**What to produce**. Reproduce all of the data below line for line without any alteration, omitting the pictures.

**Supplied records**.
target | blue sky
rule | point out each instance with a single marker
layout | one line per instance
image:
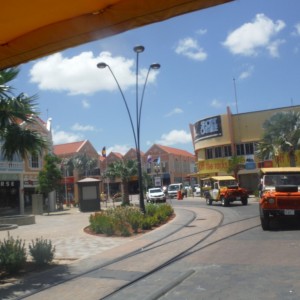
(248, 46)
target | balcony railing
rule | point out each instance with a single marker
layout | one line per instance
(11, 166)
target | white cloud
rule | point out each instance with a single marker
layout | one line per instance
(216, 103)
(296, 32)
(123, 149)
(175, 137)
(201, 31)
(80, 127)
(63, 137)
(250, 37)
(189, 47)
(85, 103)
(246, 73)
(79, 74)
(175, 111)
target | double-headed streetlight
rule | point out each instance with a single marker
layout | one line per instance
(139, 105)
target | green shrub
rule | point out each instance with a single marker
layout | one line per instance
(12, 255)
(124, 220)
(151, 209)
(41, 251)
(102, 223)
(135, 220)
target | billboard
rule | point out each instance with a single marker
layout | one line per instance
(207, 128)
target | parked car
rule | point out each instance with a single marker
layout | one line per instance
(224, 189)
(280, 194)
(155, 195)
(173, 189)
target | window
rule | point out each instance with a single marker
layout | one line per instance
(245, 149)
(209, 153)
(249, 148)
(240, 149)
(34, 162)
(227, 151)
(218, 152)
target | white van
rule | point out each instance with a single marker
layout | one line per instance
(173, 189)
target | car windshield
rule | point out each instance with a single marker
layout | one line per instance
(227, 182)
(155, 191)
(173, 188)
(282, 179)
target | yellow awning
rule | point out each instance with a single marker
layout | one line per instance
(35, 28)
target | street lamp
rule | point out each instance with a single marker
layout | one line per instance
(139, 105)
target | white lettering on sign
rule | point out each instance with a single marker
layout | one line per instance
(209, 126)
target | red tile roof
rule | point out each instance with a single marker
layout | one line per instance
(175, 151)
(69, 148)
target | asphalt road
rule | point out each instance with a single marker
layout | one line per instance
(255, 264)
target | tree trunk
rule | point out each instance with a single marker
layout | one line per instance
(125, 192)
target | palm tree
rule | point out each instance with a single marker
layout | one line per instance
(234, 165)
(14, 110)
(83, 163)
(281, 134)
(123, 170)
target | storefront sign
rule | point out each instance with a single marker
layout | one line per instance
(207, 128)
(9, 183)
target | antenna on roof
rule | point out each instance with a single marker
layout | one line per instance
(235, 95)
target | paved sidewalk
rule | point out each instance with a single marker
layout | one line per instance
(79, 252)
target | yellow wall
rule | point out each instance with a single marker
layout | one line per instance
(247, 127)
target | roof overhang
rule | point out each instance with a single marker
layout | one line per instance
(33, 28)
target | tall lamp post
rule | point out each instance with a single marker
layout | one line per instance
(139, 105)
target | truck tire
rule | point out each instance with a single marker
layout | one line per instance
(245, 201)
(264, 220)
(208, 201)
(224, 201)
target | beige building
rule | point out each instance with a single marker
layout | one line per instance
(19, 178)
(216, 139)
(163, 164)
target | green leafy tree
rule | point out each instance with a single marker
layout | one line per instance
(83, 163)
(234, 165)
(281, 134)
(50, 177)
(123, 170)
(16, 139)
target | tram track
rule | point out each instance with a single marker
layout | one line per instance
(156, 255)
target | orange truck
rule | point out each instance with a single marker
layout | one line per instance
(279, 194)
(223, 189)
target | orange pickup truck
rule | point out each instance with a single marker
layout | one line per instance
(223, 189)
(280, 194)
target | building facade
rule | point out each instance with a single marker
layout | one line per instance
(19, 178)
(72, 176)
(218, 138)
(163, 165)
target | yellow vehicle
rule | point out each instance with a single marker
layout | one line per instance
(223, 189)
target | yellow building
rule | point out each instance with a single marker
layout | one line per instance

**Reply**.
target | blue sky
rule | point out each instance with a single marker
layout | one line per instance
image:
(248, 46)
target | balcony railing
rule | point out each instance with a single marker
layout | one line per instance
(11, 166)
target | white cloud
rule | point out each instance with a single marker
layout | one line per instance
(216, 103)
(296, 32)
(123, 149)
(175, 137)
(201, 31)
(80, 127)
(63, 137)
(250, 37)
(189, 47)
(85, 103)
(246, 73)
(79, 74)
(175, 111)
target | double-headed streetlight
rule | point out each instance with a single marker
layout | one line per instance
(139, 105)
target | green shrub
rule | point out each instance with a single marker
layout | one line per instance
(12, 255)
(124, 220)
(151, 209)
(41, 251)
(102, 223)
(135, 220)
target | billboard
rule | point out each instance with a single marker
layout | one line per instance
(207, 128)
target | parked car
rule | point out each instance with a single marker
layout | one line per instance
(224, 189)
(280, 194)
(155, 195)
(173, 189)
target | window
rule | point out each instance with a single marker
layout | one line per instance
(245, 149)
(209, 153)
(249, 148)
(240, 149)
(34, 162)
(227, 151)
(218, 152)
target | white van
rule | point out each instance with a single marker
layout | one line per instance
(173, 189)
target | car windshield
rule | point out each instance with a single marker
layout | one line per instance
(227, 182)
(155, 191)
(173, 188)
(282, 179)
target | yellow awning
rule | point out each instance with a single marker
layout | one line per instance
(35, 28)
target | street lamp
rule | point out each instance with a single marker
layout | one line per instance
(139, 105)
target | white lettering on sign
rule | point out each instance with a single marker
layout | one line per instance
(209, 126)
target | red tile roof
rule | point out each instance with a single marker
layout | one line per instance
(175, 151)
(69, 148)
target | asphalt road
rule | point out each instance with a single marker
layout | one line per instance
(255, 264)
target | tree trunk
rule | point out each instance with a single marker
layout | one line per instance
(125, 192)
target | palm tree
rule | point out each instance with a single marker
layout | one line per instance
(234, 165)
(14, 110)
(83, 163)
(281, 134)
(123, 170)
target | storefront sign
rule | point out each instance with a single marker
layout | one line per instance
(207, 128)
(9, 183)
target | antenna on roof
rule | point out each instance with a single marker
layout | one line per instance
(235, 95)
target | paved sidewalk
rule | point out each instance with a single marker
layout | one line per instance
(79, 252)
target | yellow wall
rule | point out each instance with a single marker
layout | one line per instance
(247, 127)
target | roof overhang
rule | point out each instance with a single marker
layout | one line per instance
(33, 28)
target | tall lamp post
rule | point out each instance with a single marker
layout | one line per instance
(139, 105)
target | truck tire
rule | point out each instance with a single marker
layout | one line per instance
(245, 201)
(264, 220)
(208, 201)
(224, 201)
target | beige building
rule | point out each instance with a single marker
layout | one line per instance
(19, 178)
(216, 139)
(163, 164)
target | green leafy tree
rule | point out each instance with a single marker
layout | one line per instance
(83, 163)
(234, 165)
(281, 134)
(50, 177)
(123, 170)
(16, 139)
target | tram track
rule | point out each instance with a single marker
layout | one line per instance
(156, 255)
target | orange truck
rule | point out each instance with a single marker
layout | one line per instance
(279, 194)
(223, 189)
target | orange pickup truck
rule | point out each instance with a single marker
layout | one line per instance
(223, 189)
(280, 194)
target | building facade
rule | point out each instance with a single marker
layout | one line per instance
(19, 178)
(72, 176)
(218, 138)
(163, 165)
target | yellow vehicle
rule | point out each instance with a single marker
layout | one line per instance
(223, 189)
target | yellow building
rule | point out each instance with a single marker
layout | one line per instance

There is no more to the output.